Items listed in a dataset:
===============
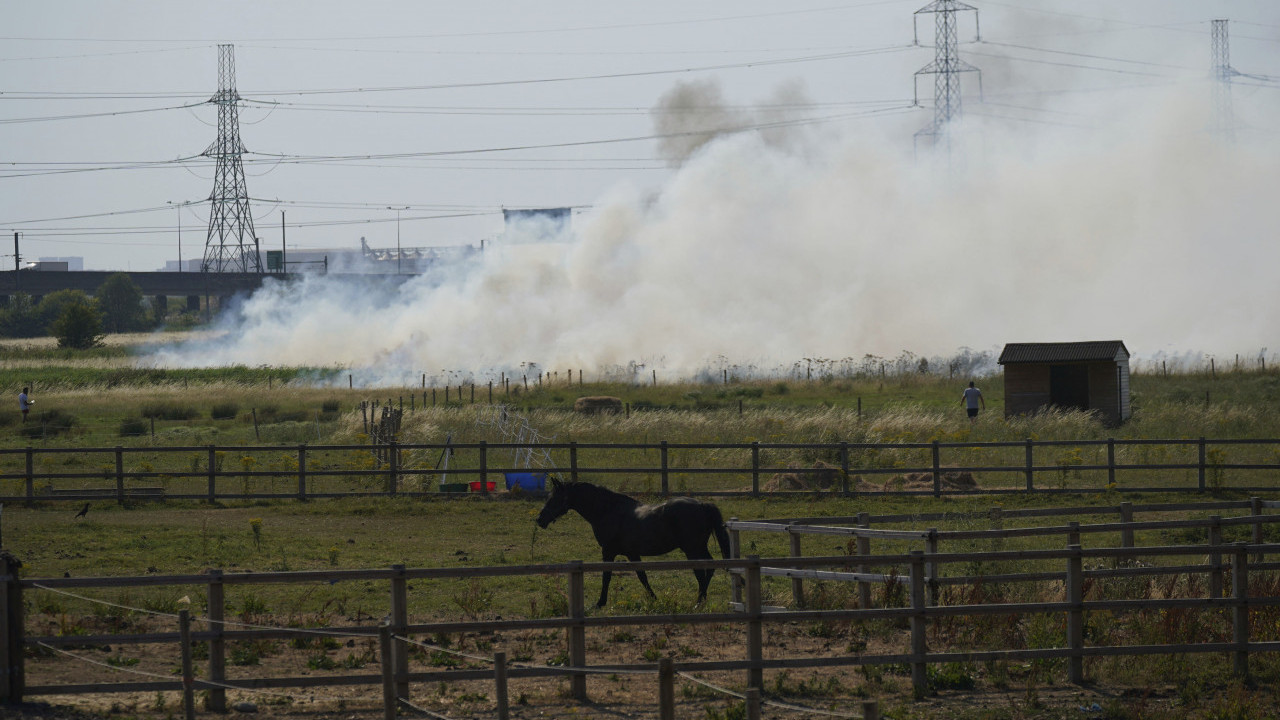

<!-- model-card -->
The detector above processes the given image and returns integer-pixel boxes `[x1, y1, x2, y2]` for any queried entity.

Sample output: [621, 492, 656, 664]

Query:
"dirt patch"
[17, 607, 1276, 720]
===============
Count the lines in the entries above that contain the word "image", where case counts. Reply with the number only.

1